## Excerpts from a point labeling dataset
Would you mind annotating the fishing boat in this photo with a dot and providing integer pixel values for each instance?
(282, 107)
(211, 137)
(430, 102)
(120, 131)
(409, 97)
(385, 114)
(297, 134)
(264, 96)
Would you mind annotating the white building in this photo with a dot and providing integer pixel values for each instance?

## What needs to be done
Quote all of the rows above verbatim, without altering any character.

## Exercise output
Would you mind annotating the fishing boat in this photo with a dot and providing integer pixel values for each instance?
(282, 107)
(211, 137)
(430, 102)
(120, 131)
(409, 97)
(385, 114)
(297, 134)
(264, 96)
Would you mind annotating the white building in this photo with a dot and providing integer pixel values for each instance?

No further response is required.